Outline labeling entries
----

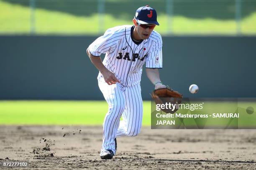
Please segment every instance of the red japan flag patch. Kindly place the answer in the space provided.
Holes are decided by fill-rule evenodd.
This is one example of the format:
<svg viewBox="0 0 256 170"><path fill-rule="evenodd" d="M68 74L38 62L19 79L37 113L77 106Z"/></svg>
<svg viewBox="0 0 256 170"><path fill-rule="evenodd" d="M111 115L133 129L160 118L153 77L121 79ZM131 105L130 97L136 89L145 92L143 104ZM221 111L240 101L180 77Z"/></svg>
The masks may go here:
<svg viewBox="0 0 256 170"><path fill-rule="evenodd" d="M156 57L156 64L158 63L159 61L159 56L158 55L157 55Z"/></svg>

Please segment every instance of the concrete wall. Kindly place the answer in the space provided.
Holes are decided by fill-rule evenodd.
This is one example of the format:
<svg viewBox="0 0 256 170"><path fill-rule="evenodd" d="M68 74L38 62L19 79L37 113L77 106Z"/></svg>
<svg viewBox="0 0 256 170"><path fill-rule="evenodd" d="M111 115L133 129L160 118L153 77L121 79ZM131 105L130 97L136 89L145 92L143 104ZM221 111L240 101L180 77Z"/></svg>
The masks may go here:
<svg viewBox="0 0 256 170"><path fill-rule="evenodd" d="M85 52L96 38L0 36L0 100L104 99ZM163 41L161 79L184 97L256 97L256 37ZM189 93L191 84L199 86L198 93ZM154 86L145 70L141 85L143 99L150 99Z"/></svg>

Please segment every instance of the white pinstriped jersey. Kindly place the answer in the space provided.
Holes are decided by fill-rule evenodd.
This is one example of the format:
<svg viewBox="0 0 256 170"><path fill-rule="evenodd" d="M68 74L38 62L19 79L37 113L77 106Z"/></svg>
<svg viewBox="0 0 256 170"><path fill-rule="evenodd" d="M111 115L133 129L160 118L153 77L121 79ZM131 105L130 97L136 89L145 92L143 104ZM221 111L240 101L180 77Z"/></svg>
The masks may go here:
<svg viewBox="0 0 256 170"><path fill-rule="evenodd" d="M103 65L126 86L140 82L145 62L146 68L162 68L160 34L153 30L148 38L137 45L131 37L133 28L133 25L125 25L110 28L89 47L94 56L106 54ZM101 76L100 72L98 78Z"/></svg>

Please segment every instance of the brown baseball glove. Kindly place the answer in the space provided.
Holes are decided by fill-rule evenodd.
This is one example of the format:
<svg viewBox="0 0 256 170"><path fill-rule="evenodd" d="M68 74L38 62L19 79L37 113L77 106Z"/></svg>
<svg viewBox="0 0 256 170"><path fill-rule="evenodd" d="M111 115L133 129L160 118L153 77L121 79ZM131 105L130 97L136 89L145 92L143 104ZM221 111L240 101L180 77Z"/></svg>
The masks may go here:
<svg viewBox="0 0 256 170"><path fill-rule="evenodd" d="M156 104L164 104L165 105L166 103L167 103L169 105L169 103L170 103L174 105L174 104L176 104L174 109L173 109L172 105L171 108L161 108L162 111L166 113L174 113L178 110L179 107L177 106L179 104L181 103L183 98L182 94L172 90L167 86L166 88L155 90L152 92L151 95Z"/></svg>

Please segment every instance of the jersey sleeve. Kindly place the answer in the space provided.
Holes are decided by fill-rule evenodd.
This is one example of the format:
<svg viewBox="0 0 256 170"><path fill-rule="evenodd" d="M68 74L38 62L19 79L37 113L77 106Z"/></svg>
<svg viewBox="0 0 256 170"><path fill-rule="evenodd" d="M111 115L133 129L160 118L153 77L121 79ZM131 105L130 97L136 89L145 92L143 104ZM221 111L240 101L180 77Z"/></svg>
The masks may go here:
<svg viewBox="0 0 256 170"><path fill-rule="evenodd" d="M163 68L163 58L162 54L162 39L160 37L159 42L156 42L155 49L148 54L146 58L146 68Z"/></svg>
<svg viewBox="0 0 256 170"><path fill-rule="evenodd" d="M114 32L111 30L106 31L104 35L99 37L91 44L88 49L89 52L95 56L100 56L101 54L105 54L114 45L115 40L112 40Z"/></svg>

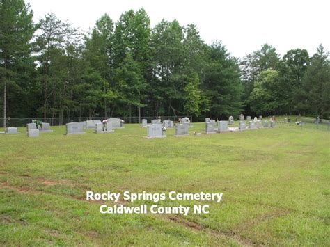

----

● **PROBLEM TO SOLVE**
Transcribe all of the entries above word for word, leaving the pictures out of your answer.

● **FINISHED EXERCISE**
Please segment every instance of the red japan flag patch. Kindly place the answer in the space provided.
Holes are decided by fill-rule evenodd.
This is one example of the format:
<svg viewBox="0 0 256 170"><path fill-rule="evenodd" d="M68 74L38 62L19 79L37 113L77 106Z"/></svg>
<svg viewBox="0 0 256 170"><path fill-rule="evenodd" d="M111 115L133 129L160 118L153 77L121 79ZM131 105L130 97L136 89L145 92L143 104ZM221 111L240 101L180 77Z"/></svg>
The masks may go here:
<svg viewBox="0 0 256 170"><path fill-rule="evenodd" d="M156 57L156 64L158 63L159 61L159 56L158 55L157 55Z"/></svg>

Please segment every instance of the concrete wall. Kindly place the answer in the space provided.
Holes are decided by fill-rule evenodd.
This is one example of the format:
<svg viewBox="0 0 256 170"><path fill-rule="evenodd" d="M68 74L38 62L19 79L37 113L77 106Z"/></svg>
<svg viewBox="0 0 256 170"><path fill-rule="evenodd" d="M111 115L133 129L160 118L153 77L121 79ZM131 105L130 97L136 89L145 92L143 104ZM221 111L240 101L180 77Z"/></svg>
The masks may go here:
<svg viewBox="0 0 256 170"><path fill-rule="evenodd" d="M85 52L96 38L0 36L0 100L104 99ZM163 41L161 79L184 97L256 97L256 37ZM189 93L191 84L199 86L198 93ZM154 86L145 70L141 85L143 99L150 99Z"/></svg>

Please segment every instance of the white pinstriped jersey. Kindly place the answer in the space provided.
Holes are decided by fill-rule evenodd.
This is one example of the format:
<svg viewBox="0 0 256 170"><path fill-rule="evenodd" d="M68 74L38 62L19 79L37 113L77 106Z"/></svg>
<svg viewBox="0 0 256 170"><path fill-rule="evenodd" d="M111 115L133 129L160 118L153 77L121 79ZM131 105L130 97L136 89L145 92L143 104ZM221 111L240 101L180 77Z"/></svg>
The masks may go here:
<svg viewBox="0 0 256 170"><path fill-rule="evenodd" d="M103 65L126 86L140 82L145 62L146 68L162 68L160 34L153 30L148 38L137 45L131 37L133 28L133 25L125 25L110 28L89 47L94 56L106 54ZM101 76L100 72L98 78Z"/></svg>

Please segment every instance of the brown baseball glove. Kindly place the answer in the space provided.
Holes are decided by fill-rule evenodd.
This is one example of the format:
<svg viewBox="0 0 256 170"><path fill-rule="evenodd" d="M68 74L38 62L19 79L37 113L77 106Z"/></svg>
<svg viewBox="0 0 256 170"><path fill-rule="evenodd" d="M111 115L133 129L160 118L153 77L121 79ZM131 105L130 97L136 89L145 92L143 104ZM221 111L240 101L180 77Z"/></svg>
The masks may go here:
<svg viewBox="0 0 256 170"><path fill-rule="evenodd" d="M156 104L164 104L165 105L166 103L167 103L169 105L169 103L170 103L174 105L174 104L176 104L174 109L173 109L172 105L171 108L161 108L162 111L166 113L174 113L178 110L179 107L177 106L179 104L181 103L183 98L182 94L172 90L167 86L166 88L155 90L152 92L151 95Z"/></svg>

Please segment every instance of the jersey sleeve. Kindly place the answer in the space provided.
Holes are decided by fill-rule evenodd.
This is one example of the format:
<svg viewBox="0 0 256 170"><path fill-rule="evenodd" d="M68 74L38 62L19 79L37 113L77 106Z"/></svg>
<svg viewBox="0 0 256 170"><path fill-rule="evenodd" d="M111 115L133 129L160 118L153 77L121 79ZM131 105L130 97L136 89L145 92L143 104ZM221 111L240 101L180 77Z"/></svg>
The masks may go here:
<svg viewBox="0 0 256 170"><path fill-rule="evenodd" d="M163 68L163 58L162 54L162 39L160 37L159 42L156 42L155 49L148 54L146 58L146 68Z"/></svg>
<svg viewBox="0 0 256 170"><path fill-rule="evenodd" d="M114 32L111 30L106 31L104 35L99 37L91 44L88 49L89 52L95 56L100 56L101 54L105 54L114 45L115 40L112 40Z"/></svg>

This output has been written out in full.